| Records shown |
========
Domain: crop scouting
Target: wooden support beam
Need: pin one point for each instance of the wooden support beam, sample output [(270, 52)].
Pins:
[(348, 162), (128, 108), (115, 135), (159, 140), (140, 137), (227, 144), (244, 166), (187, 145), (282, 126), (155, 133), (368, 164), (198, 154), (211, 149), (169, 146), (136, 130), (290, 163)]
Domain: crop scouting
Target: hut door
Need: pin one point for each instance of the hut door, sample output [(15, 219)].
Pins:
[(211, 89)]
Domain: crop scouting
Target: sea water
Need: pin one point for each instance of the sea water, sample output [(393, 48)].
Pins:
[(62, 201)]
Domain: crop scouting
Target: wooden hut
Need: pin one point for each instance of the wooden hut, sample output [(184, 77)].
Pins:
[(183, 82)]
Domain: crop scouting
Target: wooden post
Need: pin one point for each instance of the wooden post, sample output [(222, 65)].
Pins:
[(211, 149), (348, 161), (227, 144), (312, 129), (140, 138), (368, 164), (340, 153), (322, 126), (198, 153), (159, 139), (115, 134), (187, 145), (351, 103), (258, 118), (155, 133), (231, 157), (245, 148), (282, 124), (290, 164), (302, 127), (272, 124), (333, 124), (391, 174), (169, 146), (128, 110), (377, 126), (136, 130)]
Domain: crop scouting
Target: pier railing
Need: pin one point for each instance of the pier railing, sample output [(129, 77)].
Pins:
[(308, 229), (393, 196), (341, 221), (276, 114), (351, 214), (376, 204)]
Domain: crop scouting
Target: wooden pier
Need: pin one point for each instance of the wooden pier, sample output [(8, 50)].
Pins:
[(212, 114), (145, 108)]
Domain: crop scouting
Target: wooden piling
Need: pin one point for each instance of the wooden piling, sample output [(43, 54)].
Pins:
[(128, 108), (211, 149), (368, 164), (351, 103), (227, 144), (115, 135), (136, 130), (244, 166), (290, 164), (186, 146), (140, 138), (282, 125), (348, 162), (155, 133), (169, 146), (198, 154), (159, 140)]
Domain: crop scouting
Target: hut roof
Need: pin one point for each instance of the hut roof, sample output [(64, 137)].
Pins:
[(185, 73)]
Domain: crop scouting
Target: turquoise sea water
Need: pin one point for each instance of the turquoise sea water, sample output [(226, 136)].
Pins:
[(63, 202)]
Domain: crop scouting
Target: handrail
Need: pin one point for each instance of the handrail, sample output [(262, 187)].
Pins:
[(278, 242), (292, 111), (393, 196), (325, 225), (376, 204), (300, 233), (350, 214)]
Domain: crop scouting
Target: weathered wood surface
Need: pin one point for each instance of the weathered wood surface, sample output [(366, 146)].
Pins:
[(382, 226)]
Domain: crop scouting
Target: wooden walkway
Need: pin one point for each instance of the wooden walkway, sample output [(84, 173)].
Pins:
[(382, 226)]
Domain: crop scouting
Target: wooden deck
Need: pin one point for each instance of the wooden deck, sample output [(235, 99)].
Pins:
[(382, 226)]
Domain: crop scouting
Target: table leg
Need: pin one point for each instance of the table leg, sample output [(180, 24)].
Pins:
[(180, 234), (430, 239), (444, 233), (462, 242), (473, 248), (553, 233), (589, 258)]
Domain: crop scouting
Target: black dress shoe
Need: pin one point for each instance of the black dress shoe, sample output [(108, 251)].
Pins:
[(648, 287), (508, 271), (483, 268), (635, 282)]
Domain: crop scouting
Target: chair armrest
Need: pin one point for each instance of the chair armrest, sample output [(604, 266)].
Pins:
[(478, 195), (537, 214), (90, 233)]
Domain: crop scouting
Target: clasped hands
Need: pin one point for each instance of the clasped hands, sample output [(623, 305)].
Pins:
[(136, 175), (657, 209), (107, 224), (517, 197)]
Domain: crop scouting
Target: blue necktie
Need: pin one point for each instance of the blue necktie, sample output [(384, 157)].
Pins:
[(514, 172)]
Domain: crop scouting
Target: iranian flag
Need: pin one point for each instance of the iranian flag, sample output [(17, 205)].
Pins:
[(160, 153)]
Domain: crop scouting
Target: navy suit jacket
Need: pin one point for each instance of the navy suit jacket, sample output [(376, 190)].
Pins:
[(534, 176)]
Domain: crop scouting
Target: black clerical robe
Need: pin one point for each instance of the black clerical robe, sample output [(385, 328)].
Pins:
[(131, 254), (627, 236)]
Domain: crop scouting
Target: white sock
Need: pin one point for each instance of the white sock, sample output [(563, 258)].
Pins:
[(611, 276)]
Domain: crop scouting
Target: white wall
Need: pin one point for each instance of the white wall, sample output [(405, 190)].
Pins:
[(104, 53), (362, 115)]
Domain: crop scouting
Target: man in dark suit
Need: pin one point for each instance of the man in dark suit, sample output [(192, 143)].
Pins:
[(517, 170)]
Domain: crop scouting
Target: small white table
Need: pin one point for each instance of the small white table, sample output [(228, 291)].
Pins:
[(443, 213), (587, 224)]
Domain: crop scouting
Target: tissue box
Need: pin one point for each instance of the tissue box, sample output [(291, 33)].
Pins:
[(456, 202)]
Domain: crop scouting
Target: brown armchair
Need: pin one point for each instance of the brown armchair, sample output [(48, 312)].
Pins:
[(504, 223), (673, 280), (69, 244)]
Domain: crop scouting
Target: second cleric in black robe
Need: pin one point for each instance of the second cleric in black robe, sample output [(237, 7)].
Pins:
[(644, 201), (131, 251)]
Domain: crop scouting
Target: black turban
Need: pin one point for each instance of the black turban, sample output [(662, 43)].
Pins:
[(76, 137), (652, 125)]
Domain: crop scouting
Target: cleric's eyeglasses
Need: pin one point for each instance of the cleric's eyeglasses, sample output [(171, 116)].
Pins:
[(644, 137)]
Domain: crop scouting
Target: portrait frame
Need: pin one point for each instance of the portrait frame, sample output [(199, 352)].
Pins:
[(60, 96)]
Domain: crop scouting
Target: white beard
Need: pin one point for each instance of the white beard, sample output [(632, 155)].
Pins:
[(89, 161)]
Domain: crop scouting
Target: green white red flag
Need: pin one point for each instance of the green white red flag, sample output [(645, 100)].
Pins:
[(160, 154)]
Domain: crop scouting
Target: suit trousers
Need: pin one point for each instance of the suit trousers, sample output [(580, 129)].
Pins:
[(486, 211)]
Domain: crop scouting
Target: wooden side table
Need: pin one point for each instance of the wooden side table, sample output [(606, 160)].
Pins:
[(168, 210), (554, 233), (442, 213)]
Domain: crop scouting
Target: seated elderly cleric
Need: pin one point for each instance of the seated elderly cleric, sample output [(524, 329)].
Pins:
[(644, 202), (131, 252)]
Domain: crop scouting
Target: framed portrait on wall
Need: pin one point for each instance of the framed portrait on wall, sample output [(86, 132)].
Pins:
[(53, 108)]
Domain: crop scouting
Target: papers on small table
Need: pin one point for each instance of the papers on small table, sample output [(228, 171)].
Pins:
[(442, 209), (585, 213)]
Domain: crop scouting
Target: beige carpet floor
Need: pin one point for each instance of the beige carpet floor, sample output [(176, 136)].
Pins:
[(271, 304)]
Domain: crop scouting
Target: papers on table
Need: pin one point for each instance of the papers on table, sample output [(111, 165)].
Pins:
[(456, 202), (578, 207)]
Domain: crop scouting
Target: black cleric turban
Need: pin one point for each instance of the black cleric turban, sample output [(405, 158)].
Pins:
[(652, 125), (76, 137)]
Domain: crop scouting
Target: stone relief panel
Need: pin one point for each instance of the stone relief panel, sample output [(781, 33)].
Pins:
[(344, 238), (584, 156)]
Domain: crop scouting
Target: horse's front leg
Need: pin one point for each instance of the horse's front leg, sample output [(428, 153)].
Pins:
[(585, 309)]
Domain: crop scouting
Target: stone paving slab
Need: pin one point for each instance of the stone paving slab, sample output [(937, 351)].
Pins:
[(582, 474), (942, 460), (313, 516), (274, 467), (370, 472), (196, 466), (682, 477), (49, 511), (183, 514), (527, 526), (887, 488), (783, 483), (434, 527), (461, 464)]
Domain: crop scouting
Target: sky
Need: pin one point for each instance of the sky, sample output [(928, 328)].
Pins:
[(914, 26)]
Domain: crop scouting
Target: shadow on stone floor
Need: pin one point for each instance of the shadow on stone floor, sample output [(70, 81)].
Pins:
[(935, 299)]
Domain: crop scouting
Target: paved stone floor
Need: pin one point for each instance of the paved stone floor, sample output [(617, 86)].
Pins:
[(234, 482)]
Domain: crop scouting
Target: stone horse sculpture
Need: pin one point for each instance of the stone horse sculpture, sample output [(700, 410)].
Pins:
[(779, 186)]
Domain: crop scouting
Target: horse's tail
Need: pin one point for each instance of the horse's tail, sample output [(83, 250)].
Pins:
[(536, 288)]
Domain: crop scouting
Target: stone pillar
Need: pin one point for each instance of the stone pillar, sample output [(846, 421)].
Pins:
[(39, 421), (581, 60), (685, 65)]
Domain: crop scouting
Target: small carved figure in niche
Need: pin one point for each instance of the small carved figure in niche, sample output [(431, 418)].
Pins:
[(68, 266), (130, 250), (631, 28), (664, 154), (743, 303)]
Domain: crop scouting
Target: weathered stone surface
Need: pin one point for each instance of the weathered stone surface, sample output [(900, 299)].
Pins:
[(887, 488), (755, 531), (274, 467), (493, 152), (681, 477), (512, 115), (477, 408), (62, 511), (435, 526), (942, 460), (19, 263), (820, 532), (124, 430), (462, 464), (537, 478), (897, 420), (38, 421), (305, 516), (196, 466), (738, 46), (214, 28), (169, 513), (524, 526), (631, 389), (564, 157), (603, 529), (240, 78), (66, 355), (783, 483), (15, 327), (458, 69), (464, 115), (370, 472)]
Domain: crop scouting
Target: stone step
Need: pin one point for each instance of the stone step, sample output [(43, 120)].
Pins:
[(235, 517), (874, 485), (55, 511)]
========
| Instruction |
Extract everything from the start of the listing above down to the line containing "126), (136, 130)]", with both ends included, and reproduce those lines verbatim.

| Task response |
Domain: crop scouting
Target: wooden support beam
Need: pin one point for each instance of the wooden support beam, sample output [(270, 52)].
Pins:
[(348, 162), (128, 108), (115, 135), (159, 140), (140, 137), (227, 144), (244, 166), (187, 145), (282, 126), (155, 133), (368, 164), (198, 154), (211, 149), (169, 146), (136, 130), (290, 163)]
Domain: crop scouting
Target: hut door
Need: pin one point for each instance of the hut door, sample output [(15, 219)].
Pins:
[(211, 89)]
Domain: crop scouting
Target: sea water
Need: pin one point for each instance of the sea water, sample output [(393, 48)].
Pins:
[(62, 201)]
Domain: crop scouting
Target: wooden hut
Need: pin one point for each instance of the wooden hut, sample output [(184, 77)].
Pins:
[(183, 82)]
Domain: crop scouting
Target: wooden post
Need: pin one point for each instance of the wooden post, sample output [(222, 65)].
Pins:
[(211, 149), (348, 161), (227, 144), (312, 129), (140, 138), (368, 164), (340, 153), (322, 126), (198, 153), (159, 139), (115, 134), (187, 145), (351, 103), (258, 118), (155, 133), (231, 157), (245, 148), (282, 124), (290, 164), (302, 127), (272, 124), (333, 124), (391, 174), (169, 146), (128, 110), (377, 126), (136, 130)]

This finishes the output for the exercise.